======== RECORDS

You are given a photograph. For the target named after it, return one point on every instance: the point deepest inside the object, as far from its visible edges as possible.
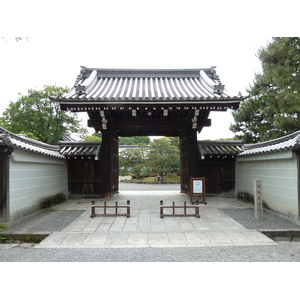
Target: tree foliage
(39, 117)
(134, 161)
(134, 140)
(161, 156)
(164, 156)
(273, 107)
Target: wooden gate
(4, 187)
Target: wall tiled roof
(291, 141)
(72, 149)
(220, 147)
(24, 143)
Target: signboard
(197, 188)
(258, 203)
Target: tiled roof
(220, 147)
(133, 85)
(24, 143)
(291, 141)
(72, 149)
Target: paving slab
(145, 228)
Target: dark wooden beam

================
======== RECORDS

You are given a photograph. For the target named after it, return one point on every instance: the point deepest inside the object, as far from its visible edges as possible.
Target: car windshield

================
======== RECORDS

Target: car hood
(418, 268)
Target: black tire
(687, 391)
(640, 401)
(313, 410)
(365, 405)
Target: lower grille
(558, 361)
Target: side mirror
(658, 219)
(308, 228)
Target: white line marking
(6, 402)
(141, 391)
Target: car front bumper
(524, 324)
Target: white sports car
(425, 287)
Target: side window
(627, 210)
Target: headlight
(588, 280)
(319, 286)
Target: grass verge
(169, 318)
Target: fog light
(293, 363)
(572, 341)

================

(EXERCISE) Your task is to transcribe, with no changes, only the lines of the listing above that lie between the line holding "Target: wall tiled roof" and the line holding "Target: dark wooden beam", inclusive.

(ANSWER SPACE)
Target: wall tiled roof
(291, 141)
(72, 149)
(220, 147)
(24, 143)
Target: signboard
(197, 188)
(258, 203)
Target: tiled roof
(220, 147)
(133, 85)
(24, 143)
(291, 141)
(72, 149)
Target: paving slab
(145, 228)
Target: dark wooden beam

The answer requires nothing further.